> WHAT YOU NEED TO DO
[1] In the passage on the Muslim Gaddi, what other name is the community also known by?
[2] Please continue the passage on the Muslim Gaddi from its last sentence.

PASSAGE TO READ Block Start

= Muslim Gaddi =

Muslim community in India

The Muslim Gaddi are a Muslim community found mainly in the northern Indian states of Rajasthan, Haryana, Punjab, Uttar Pradesh, Bihar and Jharkhand. They are also known as Ghazi. Muslim Gaddis are Hindu Gaddis in origin that converted to Islam.

The Gaddi are a community that has traditionally been associated with farming, mostly cattle. They are involved in the selling of milk, especially those settled in towns. They have much in common with other pastoral communities, In western Uttar Pradesh, Rajasthan and Haryana the Gaddi possess agricultural land, and are a small and medium scale cultivators. However, in eastern Uttar Pradesh, the Gaddis are still synonymous with milk selling. The western Uttar Pradesh Gaddi, like other neighbouring peasant castes have benefited from the effects of the green revolution, and many have successfully begun mechanising their farming, such as buying tractors.

==Religion and culture==
The Gaddi are Muslims of the Sunni sect, following various denominations such as Hanafi, Barelvi, Deobandi, and even local folk Islam. They are an endogamous community, practising clan and village exogamy in Rajasthan and Uttar Pradesh (i.e. not marrying within the clan). Among other Gaddi communities, marriages are preferred within the biradari, and with a marked preference for parallel cousin and cross cousin marriages. The Gaddi tend to reside in multi clan and multi religious villages, often occupying their own quarters. In western Uttar Pradesh, the Gaddi are what is often referred to as the dominant clan, usually making between half and two thirds of the population of the village, and their villages are referred to as Gaddi villages.

PASSAGE TO READ Block End
DATASET RECORDS Block Start

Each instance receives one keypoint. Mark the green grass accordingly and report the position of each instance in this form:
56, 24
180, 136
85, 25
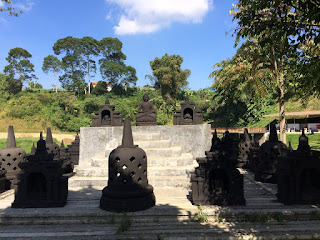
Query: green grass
24, 143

DATASET RECORDS Block End

> RESPONSES TO THE TASKS
[1] Ghazi.

[2]
==Current status==
Like many other rural Muslim communities, Gaddi Muslims have gradually shifted from traditional occupations like animal husbandry to real-estate prominently, or income-generating activities such as trade, and local businesses. However they continue to face challenges in terms of economic mobility and access to modern job markets. Education has been a key area of progress. Bihar and Jharkhand, in particular, have seen efforts to increase literacy rates among its Muslim population, including programs targeting rural communities.

The state of girl education among Gaddi Muslims in India is a work in progress, shaped by both challenges and opportunities. While significant strides have been made in improving the enrollment of girls in schools, there are still considerable hurdles to overcome, particularly in terms of early marriage, economic barriers, and cultural norms. The educational challenges and gender disparities for Gaddi Muslim girls are indeed more pronounced in rural areas rather than urban centers like Jamshedpur, Patna, Ranchi where educational infrastructure and socio-economic conditions tend to be better.

In Delhi, through the efforts of advocate Noor Mohammad, an All India Gaddi Welfare Association(AIGWA) was founded in the year 1988, with the aim of social upliftment of Gaddis from various parts of India. Gaddis have contributed to the development of modern India by effectively taking part in the scientific and technical establishments, medical profession, legal fraternity, and politics of India. Many Gaddis in India have migrated for better educational and financial opportunities to metropolitan cities like Delhi, Mumbai, Hyderabad, and Ahmedabad. Many Gaddis have emigrated to western countries in pursuit of better prospects.